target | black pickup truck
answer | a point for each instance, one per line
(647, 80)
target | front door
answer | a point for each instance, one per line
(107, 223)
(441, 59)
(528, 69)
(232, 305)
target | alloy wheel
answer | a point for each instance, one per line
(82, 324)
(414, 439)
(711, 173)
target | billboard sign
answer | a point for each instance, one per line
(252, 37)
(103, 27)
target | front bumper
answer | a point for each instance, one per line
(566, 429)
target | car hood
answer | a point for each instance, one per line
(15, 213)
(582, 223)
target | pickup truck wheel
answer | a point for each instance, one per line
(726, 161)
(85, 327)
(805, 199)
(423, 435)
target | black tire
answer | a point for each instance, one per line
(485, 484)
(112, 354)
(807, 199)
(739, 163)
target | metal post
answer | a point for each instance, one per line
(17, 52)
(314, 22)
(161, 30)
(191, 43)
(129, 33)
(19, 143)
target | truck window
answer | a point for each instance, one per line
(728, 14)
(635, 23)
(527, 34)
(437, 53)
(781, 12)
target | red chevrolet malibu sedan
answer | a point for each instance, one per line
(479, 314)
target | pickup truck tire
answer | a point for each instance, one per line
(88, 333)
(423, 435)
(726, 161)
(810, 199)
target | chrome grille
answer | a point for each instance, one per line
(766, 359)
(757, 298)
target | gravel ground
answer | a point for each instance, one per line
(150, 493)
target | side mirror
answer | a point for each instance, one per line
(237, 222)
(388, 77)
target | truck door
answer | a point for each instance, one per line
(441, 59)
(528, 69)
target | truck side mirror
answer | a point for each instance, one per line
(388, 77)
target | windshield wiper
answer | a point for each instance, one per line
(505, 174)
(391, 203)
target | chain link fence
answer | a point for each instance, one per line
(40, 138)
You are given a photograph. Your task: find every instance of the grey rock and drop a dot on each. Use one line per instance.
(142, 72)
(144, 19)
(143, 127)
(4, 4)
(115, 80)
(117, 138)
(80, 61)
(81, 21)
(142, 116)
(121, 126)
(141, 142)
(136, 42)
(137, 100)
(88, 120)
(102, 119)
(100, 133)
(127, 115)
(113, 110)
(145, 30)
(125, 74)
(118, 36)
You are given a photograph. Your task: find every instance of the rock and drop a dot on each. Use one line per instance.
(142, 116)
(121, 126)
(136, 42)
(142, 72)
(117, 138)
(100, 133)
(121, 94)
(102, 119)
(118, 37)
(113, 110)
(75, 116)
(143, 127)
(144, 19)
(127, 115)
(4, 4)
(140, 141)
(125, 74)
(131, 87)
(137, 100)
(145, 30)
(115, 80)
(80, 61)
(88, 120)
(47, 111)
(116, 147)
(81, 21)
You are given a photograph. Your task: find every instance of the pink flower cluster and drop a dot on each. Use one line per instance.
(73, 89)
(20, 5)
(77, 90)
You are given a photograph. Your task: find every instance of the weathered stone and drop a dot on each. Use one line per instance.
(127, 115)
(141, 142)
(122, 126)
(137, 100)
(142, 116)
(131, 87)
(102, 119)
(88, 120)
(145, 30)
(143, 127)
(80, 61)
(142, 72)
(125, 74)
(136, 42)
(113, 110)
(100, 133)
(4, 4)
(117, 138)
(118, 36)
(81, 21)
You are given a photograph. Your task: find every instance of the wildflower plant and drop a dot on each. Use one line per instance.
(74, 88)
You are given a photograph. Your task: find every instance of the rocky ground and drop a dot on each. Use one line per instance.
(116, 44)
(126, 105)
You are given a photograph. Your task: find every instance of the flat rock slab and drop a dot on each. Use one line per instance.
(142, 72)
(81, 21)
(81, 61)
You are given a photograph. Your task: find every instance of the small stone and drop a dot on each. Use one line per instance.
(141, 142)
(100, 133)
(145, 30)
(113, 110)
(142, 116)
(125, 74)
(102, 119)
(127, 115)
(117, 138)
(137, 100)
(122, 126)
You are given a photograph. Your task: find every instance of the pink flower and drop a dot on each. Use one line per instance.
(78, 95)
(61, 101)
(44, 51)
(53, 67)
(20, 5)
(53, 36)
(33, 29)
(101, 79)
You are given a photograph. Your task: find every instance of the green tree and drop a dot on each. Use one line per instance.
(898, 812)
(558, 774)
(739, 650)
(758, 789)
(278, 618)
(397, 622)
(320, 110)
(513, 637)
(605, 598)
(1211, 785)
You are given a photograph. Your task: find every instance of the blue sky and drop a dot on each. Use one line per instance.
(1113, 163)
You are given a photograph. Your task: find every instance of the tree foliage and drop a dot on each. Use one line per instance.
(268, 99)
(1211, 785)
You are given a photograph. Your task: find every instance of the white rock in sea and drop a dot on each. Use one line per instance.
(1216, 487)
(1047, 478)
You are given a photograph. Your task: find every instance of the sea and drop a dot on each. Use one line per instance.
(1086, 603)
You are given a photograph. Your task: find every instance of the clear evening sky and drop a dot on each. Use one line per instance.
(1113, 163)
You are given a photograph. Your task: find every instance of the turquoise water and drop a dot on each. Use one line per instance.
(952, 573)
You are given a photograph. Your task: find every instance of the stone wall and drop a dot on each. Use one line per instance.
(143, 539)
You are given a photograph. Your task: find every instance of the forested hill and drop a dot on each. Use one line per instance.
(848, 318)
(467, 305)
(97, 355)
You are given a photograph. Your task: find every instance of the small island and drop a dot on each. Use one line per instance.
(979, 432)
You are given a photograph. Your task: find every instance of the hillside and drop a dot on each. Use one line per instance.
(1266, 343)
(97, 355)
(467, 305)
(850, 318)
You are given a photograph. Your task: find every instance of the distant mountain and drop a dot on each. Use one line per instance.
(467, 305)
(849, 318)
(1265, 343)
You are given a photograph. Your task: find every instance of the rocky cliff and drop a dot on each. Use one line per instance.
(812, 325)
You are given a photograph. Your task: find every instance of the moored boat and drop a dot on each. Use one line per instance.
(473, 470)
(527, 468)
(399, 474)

§ §

### WHAT YOU NEED TO DO
Each line from the top of the entries above through the line containing "target | black tire" must be transcribed exactly, and no other line may appear.

### FINISHED EXERCISE
target | black pickup truck
answer | a point for each instance, one per line
(647, 80)
target | front door
answer | a point for each instance, one per line
(107, 223)
(441, 59)
(528, 69)
(232, 305)
target | alloy wheel
answer | a point for each instance, one per line
(82, 324)
(414, 439)
(711, 173)
target | billboard sign
answer | a point for each instance, one per line
(252, 37)
(103, 27)
target | front bumper
answer | a point for each instance, one per line
(566, 429)
target | car hood
answer | a point for each instance, one per line
(15, 213)
(582, 223)
target | pickup truck wheel
answer | a point for each instance, one per line
(726, 161)
(85, 327)
(805, 199)
(423, 435)
target | black tire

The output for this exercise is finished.